*HOW TO COMPLETE THIS TASK*.
Continue the blog post about TextMap from its last sentence.

In one of my daily Googles for various bits and bytes available in the world, I came across the useful research project of Steven Skiena of Stony Brook. Skiena, a geneticist and mathematician, is the creator of a suite of algorithmic tools: TextMap, TextMed, TextBlg and TextBiz.
TextMap is sort of a dynamic concept map generated from recent news stories. Through daily spidering of the Web, it identifies certain kinds of entities—including people, cities, countries, companies, universities, drugs, websites and titles—and represents both the spatial and the temporal distance between them. The site analyzes over 1000 domestic and international news sources each day using natural language processing and advanced statistics to generate the content. The back-end magic can be licensed by contacting the prof.
TextMap analyzes recent press to show how rivals Google (yellow) and Microsoft (green) divide the U.S.
This project is appealing. Some user interface shortcomings aside, TextMap has potential to be an effective research tool for discovering how people and ideas fit together. For example, our own Chris Soghoian—who recently got a little press after exposing a privacy concern on Facebook—is associated through the news with Christopher White (TSA) and Matthew Blaze (cryptology prof at Penn). A dual-color bar graph shows their relevance in the news and to each other. You can click on these bars to pull up a list of recent articles in which both entities appear. As a first step of discovery, it might be more useful to explore this network view of the entities rather than the content view Google and other search engines provide.

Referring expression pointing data
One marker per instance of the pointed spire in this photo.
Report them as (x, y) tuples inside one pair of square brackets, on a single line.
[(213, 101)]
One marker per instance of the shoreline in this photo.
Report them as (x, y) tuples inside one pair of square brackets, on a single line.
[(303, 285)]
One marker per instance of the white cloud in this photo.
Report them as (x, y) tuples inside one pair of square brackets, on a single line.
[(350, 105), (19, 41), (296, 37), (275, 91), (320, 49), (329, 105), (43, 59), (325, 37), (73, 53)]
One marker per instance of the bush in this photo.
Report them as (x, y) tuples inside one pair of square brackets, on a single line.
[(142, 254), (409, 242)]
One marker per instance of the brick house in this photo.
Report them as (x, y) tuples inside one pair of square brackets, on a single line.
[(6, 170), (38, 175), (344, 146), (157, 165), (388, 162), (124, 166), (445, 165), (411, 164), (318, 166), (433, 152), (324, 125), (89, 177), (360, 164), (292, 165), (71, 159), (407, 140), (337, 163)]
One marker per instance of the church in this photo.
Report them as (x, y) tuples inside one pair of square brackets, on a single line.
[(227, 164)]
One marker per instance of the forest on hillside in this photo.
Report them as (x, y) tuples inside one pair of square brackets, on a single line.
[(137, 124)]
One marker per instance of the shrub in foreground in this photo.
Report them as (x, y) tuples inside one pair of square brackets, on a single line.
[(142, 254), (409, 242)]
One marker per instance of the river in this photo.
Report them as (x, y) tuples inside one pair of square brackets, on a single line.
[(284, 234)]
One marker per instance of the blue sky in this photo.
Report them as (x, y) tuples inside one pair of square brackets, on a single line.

*ANSWER BELOW*.
TextMap offers other analysis, too. The site shows news storms, interaction graphs between two entities, and heat maps showing the frequency of reference in the news across the U.S. The inclusion of spatial relationships tying news to location, coupled with the limited range of time, helps the context of news stories bubble up in a way it cannot when all results are listed in some cumulative ranking. TextMap also reports the media sentiment, a measure of how well-regarded something is in comparison to other entities. This is understood in terms of polarity, a value either above or below a neutral position, and subjectivity, where high scores reflect great passion and low scores indicates apathy.
The other three Skiena projects are interesting as well. TextMed does for medical abstracts what TextMap does for current events, discovering the relationships between biological entities. Similarly, TextBlg shows entity relationships from the blogosphere. TextBiz uses a random-walk to predict future prices for NASDAQ, NYSE, and AMEX stocks. Some of the reports are not generated frequently, but the ideas behind these sites are well worth following as the tools evolve.